RECORDS SUPPLIED »
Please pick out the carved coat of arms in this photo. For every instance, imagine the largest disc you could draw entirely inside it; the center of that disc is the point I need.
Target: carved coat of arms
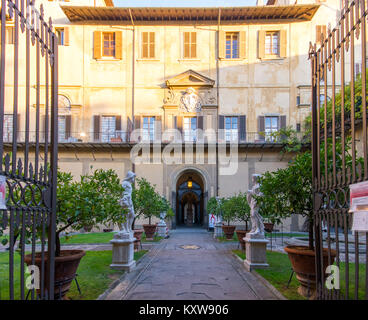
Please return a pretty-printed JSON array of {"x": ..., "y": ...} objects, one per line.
[{"x": 190, "y": 101}]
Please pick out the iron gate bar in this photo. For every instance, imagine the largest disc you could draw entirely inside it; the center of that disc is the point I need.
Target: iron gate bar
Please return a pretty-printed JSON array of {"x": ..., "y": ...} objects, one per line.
[
  {"x": 331, "y": 183},
  {"x": 31, "y": 186}
]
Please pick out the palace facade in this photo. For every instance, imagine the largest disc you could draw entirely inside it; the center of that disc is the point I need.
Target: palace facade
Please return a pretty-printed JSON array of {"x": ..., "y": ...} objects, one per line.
[{"x": 136, "y": 74}]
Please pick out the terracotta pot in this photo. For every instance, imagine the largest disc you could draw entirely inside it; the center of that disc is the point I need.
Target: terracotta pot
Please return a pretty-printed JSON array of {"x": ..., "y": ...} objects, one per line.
[
  {"x": 229, "y": 231},
  {"x": 87, "y": 228},
  {"x": 268, "y": 226},
  {"x": 65, "y": 269},
  {"x": 149, "y": 230},
  {"x": 137, "y": 235},
  {"x": 303, "y": 262},
  {"x": 241, "y": 235}
]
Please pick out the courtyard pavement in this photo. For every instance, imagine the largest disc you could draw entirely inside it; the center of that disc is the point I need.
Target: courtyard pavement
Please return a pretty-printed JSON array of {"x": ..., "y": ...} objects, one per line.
[{"x": 190, "y": 265}]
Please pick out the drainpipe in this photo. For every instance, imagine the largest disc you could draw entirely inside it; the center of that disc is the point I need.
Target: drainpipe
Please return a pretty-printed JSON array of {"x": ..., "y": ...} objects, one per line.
[
  {"x": 218, "y": 99},
  {"x": 133, "y": 73}
]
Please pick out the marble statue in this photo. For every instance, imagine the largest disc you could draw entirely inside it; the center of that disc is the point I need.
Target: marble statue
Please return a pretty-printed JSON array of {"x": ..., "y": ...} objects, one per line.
[
  {"x": 190, "y": 101},
  {"x": 255, "y": 217},
  {"x": 127, "y": 203}
]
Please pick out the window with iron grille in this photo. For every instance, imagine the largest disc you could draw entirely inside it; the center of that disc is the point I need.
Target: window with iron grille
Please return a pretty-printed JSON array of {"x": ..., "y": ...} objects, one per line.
[
  {"x": 8, "y": 128},
  {"x": 9, "y": 34},
  {"x": 108, "y": 44},
  {"x": 232, "y": 45},
  {"x": 272, "y": 43},
  {"x": 148, "y": 128},
  {"x": 190, "y": 45},
  {"x": 148, "y": 45},
  {"x": 108, "y": 128},
  {"x": 271, "y": 125},
  {"x": 62, "y": 128},
  {"x": 190, "y": 128},
  {"x": 231, "y": 128},
  {"x": 60, "y": 32}
]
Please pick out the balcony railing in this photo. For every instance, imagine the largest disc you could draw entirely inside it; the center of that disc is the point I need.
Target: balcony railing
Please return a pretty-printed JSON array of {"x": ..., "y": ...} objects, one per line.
[{"x": 124, "y": 137}]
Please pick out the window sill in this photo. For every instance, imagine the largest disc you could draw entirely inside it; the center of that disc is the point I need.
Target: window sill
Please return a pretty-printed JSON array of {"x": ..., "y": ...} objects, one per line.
[
  {"x": 148, "y": 60},
  {"x": 108, "y": 59},
  {"x": 188, "y": 60},
  {"x": 272, "y": 59},
  {"x": 232, "y": 59}
]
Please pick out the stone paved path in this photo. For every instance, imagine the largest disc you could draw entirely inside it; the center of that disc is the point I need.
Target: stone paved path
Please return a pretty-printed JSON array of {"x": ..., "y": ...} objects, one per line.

TASK STATEMENT » Which lines of the records above contain the word "carved"? Show each of them.

THE COMPLETED TASK »
Please pick out the carved coat of arms in this photo. For every instance, imagine the largest disc you could draw entirely inside it; the center of that disc is the point I need.
Target: carved coat of arms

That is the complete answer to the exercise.